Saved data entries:
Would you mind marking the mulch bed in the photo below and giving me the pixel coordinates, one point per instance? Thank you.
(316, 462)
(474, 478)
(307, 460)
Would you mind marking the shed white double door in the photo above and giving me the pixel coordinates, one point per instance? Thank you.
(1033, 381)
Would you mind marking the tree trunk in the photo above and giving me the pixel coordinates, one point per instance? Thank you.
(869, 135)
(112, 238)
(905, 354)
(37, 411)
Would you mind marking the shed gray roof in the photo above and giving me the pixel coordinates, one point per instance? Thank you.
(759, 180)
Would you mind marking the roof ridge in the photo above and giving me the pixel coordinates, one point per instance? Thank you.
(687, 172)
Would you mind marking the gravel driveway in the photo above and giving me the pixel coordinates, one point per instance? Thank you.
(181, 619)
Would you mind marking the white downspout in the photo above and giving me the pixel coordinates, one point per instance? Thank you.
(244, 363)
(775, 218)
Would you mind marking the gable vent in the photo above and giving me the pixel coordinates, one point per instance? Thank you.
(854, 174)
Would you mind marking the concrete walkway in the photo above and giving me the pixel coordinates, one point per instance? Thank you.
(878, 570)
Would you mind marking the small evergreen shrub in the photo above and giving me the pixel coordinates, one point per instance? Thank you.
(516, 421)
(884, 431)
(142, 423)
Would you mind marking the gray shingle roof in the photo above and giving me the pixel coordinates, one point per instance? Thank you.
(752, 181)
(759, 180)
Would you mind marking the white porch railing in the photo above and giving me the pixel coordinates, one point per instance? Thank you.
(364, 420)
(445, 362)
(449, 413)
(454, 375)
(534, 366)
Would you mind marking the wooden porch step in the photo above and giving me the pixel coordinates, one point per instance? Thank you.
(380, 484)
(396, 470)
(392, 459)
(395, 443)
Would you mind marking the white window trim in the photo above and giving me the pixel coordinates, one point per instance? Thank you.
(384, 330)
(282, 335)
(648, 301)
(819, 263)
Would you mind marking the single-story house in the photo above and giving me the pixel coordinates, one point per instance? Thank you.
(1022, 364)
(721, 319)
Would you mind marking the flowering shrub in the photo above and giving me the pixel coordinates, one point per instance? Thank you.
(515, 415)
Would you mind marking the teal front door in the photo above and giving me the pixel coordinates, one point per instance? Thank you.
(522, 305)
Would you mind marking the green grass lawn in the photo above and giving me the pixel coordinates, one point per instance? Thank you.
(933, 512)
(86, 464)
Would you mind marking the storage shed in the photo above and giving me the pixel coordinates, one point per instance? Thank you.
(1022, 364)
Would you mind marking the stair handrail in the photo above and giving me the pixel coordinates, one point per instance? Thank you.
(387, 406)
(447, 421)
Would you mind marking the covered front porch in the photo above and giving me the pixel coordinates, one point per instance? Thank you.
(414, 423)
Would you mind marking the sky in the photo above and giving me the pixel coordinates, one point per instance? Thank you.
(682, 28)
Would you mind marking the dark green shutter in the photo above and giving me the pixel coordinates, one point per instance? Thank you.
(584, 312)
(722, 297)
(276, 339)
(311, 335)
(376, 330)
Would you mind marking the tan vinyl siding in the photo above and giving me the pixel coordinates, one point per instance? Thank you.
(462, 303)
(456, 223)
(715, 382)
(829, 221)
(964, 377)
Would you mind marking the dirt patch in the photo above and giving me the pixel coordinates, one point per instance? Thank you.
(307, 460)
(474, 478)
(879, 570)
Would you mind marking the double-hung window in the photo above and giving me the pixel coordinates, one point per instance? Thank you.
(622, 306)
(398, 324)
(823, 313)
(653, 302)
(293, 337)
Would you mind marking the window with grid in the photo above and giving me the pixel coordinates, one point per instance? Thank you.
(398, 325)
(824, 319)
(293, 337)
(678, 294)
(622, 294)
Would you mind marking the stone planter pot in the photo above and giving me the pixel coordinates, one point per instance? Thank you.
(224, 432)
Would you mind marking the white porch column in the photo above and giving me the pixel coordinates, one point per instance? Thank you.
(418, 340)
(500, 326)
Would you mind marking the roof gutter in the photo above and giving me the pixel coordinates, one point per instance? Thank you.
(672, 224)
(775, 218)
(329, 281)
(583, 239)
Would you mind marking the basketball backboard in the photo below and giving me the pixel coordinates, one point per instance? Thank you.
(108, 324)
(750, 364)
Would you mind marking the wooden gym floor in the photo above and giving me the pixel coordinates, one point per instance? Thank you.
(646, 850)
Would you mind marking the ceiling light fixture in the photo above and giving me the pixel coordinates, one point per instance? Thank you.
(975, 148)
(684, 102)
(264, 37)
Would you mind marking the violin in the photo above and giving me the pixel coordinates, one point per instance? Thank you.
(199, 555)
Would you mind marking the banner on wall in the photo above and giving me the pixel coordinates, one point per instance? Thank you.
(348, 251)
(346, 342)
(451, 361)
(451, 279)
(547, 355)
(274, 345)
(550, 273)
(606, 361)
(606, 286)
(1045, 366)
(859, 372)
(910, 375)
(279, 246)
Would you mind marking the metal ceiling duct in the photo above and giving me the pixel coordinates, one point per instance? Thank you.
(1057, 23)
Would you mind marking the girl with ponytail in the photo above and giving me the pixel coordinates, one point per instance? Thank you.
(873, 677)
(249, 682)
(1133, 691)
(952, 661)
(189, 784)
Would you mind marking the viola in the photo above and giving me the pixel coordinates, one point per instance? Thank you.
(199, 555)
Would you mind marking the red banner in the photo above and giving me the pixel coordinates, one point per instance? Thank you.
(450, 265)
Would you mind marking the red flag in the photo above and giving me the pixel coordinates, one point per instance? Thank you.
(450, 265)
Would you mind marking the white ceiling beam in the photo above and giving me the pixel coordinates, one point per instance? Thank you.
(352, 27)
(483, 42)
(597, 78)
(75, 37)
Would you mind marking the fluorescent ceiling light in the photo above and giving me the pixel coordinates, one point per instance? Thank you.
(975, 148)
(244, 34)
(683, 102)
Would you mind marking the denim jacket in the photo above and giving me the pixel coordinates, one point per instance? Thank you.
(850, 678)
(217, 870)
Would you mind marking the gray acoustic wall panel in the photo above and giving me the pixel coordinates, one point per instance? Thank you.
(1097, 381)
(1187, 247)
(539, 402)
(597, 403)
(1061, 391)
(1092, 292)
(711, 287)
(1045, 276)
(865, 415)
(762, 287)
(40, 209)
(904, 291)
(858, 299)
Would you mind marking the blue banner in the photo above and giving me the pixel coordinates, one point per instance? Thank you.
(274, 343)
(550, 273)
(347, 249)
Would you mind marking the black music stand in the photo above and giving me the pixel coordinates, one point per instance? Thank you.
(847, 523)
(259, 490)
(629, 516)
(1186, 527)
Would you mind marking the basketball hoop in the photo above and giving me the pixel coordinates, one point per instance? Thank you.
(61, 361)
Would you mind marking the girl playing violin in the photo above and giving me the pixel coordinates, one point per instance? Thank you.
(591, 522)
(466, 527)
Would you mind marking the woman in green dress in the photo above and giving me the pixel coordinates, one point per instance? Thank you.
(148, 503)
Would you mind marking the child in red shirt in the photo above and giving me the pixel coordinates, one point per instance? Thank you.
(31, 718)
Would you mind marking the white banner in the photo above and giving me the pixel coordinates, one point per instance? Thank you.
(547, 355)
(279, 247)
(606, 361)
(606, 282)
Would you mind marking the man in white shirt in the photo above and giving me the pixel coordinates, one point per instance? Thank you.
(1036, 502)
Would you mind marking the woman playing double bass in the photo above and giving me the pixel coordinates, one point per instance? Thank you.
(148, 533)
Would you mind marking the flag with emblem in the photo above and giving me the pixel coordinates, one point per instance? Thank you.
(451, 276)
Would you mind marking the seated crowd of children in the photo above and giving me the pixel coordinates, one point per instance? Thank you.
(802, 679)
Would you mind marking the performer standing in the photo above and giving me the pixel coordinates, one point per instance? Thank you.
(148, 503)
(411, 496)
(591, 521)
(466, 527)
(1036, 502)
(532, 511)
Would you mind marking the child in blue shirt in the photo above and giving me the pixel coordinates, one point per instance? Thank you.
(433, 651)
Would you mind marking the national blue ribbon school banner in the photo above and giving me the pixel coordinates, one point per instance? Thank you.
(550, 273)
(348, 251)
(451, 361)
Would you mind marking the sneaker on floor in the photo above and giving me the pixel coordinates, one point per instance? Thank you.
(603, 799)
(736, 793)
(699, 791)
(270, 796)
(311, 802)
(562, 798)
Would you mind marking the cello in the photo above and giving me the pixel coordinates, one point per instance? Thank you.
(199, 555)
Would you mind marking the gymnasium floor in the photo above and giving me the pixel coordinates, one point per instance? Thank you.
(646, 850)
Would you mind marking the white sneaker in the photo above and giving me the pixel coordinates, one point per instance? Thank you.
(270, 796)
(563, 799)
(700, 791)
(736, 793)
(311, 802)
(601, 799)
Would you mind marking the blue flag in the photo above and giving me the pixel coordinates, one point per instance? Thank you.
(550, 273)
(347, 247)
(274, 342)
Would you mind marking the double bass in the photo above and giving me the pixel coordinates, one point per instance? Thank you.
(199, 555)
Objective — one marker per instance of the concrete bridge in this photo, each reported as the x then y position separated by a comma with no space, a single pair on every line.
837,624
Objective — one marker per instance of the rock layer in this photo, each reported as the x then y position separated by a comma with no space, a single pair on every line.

§ Task goal
Extract, verbatim, the lines from the one containing "Would you mind marking the white sneaker" through the last line of the listing above.

§ Expected output
Would you mind marking the white sneaker in the photo above and giving me the pixel coordinates, one point per instance? Thank you.
(270, 796)
(563, 799)
(700, 791)
(736, 793)
(311, 802)
(601, 799)
Would you mind marking the blue flag in the photo above and giving me the pixel coordinates, one point per instance? Thank you.
(550, 273)
(347, 247)
(274, 342)
Would you mind marking the double bass in the photo above and giving me the pixel coordinates, one point per instance? Thank you.
(199, 555)
Objective — one marker per instance of the concrete bridge in this photo, each reported as the x then y position separated by a comma with no space, a single pair on every line.
837,624
Objective — one marker per instance of the rock layer in this photo, each reported as the x then y position separated by a comma with no space, a single pair on every line.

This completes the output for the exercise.